▶ **What needs to be done**
Reproduce each of the records below word for word, keeping every line unchanged.
── Task material
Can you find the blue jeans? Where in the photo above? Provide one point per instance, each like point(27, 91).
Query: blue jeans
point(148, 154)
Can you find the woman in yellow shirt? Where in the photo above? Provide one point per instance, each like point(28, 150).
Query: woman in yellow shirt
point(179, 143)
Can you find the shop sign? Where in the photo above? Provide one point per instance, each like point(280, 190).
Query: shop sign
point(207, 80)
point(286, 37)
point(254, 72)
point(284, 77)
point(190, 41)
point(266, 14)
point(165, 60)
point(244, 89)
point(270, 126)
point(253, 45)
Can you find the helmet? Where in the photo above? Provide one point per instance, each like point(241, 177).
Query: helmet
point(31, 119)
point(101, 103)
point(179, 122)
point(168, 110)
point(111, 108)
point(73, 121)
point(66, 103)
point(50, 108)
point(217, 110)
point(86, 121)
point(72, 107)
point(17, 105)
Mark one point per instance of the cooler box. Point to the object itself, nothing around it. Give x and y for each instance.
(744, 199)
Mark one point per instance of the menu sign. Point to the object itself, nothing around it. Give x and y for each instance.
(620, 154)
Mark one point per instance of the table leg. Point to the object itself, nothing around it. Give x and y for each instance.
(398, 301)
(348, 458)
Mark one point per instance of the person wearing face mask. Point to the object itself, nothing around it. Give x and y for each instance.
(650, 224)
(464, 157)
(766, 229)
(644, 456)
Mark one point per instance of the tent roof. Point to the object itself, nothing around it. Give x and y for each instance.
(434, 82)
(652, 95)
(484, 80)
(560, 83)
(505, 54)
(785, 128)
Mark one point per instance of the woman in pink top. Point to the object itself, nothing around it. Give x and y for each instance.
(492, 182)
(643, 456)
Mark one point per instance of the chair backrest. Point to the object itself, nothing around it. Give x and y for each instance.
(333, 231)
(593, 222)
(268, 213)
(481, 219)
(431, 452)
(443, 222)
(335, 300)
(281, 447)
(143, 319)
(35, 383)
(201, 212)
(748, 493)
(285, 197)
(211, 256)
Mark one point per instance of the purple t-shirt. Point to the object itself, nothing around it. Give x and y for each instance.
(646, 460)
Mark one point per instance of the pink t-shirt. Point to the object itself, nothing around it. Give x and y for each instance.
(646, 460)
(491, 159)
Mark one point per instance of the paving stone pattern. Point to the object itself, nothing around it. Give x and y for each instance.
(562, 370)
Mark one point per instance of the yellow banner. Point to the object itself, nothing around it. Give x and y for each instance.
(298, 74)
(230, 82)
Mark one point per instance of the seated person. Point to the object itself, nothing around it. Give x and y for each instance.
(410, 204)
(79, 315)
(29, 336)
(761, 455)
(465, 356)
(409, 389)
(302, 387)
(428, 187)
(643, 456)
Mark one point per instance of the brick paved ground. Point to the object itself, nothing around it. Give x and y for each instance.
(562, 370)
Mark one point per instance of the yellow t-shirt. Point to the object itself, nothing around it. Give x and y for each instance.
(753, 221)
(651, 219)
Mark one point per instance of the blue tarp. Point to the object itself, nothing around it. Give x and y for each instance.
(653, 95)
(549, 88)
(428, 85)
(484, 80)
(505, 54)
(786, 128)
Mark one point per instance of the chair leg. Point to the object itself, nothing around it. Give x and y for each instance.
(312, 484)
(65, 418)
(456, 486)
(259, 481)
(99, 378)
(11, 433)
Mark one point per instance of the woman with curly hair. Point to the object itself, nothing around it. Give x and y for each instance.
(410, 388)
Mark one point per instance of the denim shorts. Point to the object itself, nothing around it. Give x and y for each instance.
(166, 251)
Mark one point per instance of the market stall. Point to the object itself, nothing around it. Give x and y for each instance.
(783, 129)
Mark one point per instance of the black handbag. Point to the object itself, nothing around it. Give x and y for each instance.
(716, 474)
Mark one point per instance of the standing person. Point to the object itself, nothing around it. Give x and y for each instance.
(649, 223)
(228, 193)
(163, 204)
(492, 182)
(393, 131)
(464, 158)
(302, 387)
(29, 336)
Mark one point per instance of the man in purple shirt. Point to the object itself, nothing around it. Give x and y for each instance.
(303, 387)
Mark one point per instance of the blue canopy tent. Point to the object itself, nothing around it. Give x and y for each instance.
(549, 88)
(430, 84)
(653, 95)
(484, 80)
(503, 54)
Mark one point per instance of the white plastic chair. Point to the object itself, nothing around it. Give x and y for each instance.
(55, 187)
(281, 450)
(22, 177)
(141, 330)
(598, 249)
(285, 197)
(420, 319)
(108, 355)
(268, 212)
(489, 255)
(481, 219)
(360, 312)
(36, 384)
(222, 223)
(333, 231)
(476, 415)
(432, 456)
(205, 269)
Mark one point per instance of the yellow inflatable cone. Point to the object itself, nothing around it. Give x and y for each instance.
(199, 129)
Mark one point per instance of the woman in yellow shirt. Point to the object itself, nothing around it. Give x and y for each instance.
────
▶ **Complete output**
Can you find the blue jeans? Where in the photo above? Provide one point per instance, each like point(27, 91).
Query: blue jeans
point(148, 154)
Can you find the woman in yellow shirt? Where in the photo above? Provide one point per instance, each like point(28, 150).
Query: woman in yellow shirt
point(179, 143)
Can you find the shop sign? Where in the photo above? Provide one point per instance, each like point(280, 190).
Query: shop sign
point(207, 80)
point(286, 37)
point(254, 72)
point(284, 77)
point(190, 41)
point(266, 14)
point(165, 60)
point(244, 89)
point(270, 126)
point(253, 45)
Can you find the helmet? Where in the photo above? Provide one point per instance, each like point(241, 177).
Query: helmet
point(31, 119)
point(101, 103)
point(179, 122)
point(168, 110)
point(111, 108)
point(73, 121)
point(66, 103)
point(50, 108)
point(217, 110)
point(86, 121)
point(72, 107)
point(17, 105)
Mark one point per instance of the cooler box. Point to the object itself, nothing around it. Give x and y for each instance.
(744, 199)
Mark one point per instance of the menu sign. Point to the object itself, nothing around it. Give x and y for each instance.
(620, 154)
Mark one point per instance of the table leg. Point to the object itself, nothing around it. Give x and y for each instance.
(398, 301)
(348, 458)
Mark one point per instance of the person wearing face mask. Point to the object itself, nothing around it. Give x and y for each instance.
(650, 224)
(464, 157)
(766, 229)
(644, 456)
Mark one point per instance of the tent roof. Point to the object itself, nothing around it. Give x and y for each instance.
(434, 82)
(652, 95)
(484, 80)
(560, 83)
(505, 54)
(785, 128)
Mark one point per instance of the woman in pink top. Point to the object itself, nothing around it. Give x and y for each instance.
(492, 182)
(643, 456)
Mark one point per instance of the chair backrest. Point to the object itself, nothing around it. Give x and y for each instance.
(333, 231)
(593, 222)
(268, 213)
(481, 219)
(431, 452)
(443, 222)
(335, 300)
(281, 447)
(143, 319)
(35, 383)
(201, 212)
(748, 493)
(285, 197)
(211, 256)
Mark one point per instance of the purple t-shirt. Point to the object itself, nothing around it. Give x and y for each instance.
(646, 460)
Mark one point per instance of the pink t-shirt. Point to the object itself, nothing around it. Give x and y for each instance.
(646, 460)
(491, 159)
Mark one point per instance of the paving stone pattern. Point to the object itself, nothing around it. Give x and y for each instance.
(562, 370)
Mark one point per instance of the yellow banner. Point to the object itself, nothing around it. Give x and y for each instance.
(298, 74)
(230, 82)
Mark one point per instance of the seated person. Point to the object itself, nothing around it. Give x and y for each instance.
(410, 204)
(79, 315)
(29, 336)
(761, 455)
(465, 356)
(409, 389)
(302, 387)
(428, 187)
(643, 456)
Mark one point per instance of the brick paved ground. Point to the object itself, nothing around it. Give x and y for each instance.
(562, 370)
Mark one point per instance of the yellow t-shirt. Point to the object itself, nothing around it. Give x and y for each instance.
(753, 221)
(651, 219)
Mark one point per instance of the blue tarp. Point to the object itself, nothing around it. Give x and y for each instance.
(653, 95)
(549, 88)
(428, 85)
(484, 80)
(505, 54)
(786, 128)
Mark one point per instance of the chair leg. Point to the object itself, nothing around it. Give x and y for each instance.
(312, 484)
(65, 418)
(456, 486)
(259, 481)
(99, 378)
(11, 433)
Mark one point per instance of the woman with curly hair. Point to the object itself, nothing around it. Give x and y for each instance.
(410, 388)
Mark one point per instance of the denim shorts. Point to the object itself, nothing around it. Give x and y for each instance.
(166, 251)
Mark one point per instance of the market stall. Point to the object itself, nothing around it. Give x and y for each instance.
(783, 129)
Mark one point per instance of the black handbag. Point to the object itself, nothing around it. Give x and y for each instance.
(716, 474)
Mark one point per instance of the standing person. Point to the object itself, nothing around it. Give x and y for each instance.
(649, 223)
(228, 193)
(163, 204)
(492, 182)
(393, 131)
(464, 158)
(302, 387)
(29, 336)
Mark one point per instance of the man in purple shirt. Point to the object itself, nothing around it. Give x and y for each instance.
(303, 387)
Mark one point per instance of the blue canopy tent. Point to the object itself, nothing around it. Give x and y for each instance.
(549, 88)
(430, 84)
(653, 95)
(484, 80)
(503, 54)
Mark one point per instance of the white plastic chair. Point to the object itself, nothing around it. Give x and y for each instance.
(55, 187)
(281, 450)
(22, 177)
(141, 330)
(598, 249)
(285, 197)
(420, 319)
(108, 355)
(268, 212)
(489, 255)
(481, 219)
(360, 312)
(36, 384)
(222, 223)
(333, 231)
(476, 415)
(432, 456)
(205, 269)
Mark one point per instance of the yellow inflatable cone. Point to the object itself, nothing around it. Give x and y for each instance.
(199, 129)
Mark one point per instance of the woman in yellow shirt. Point to the object itself, nothing around it. Give x and y for each instance.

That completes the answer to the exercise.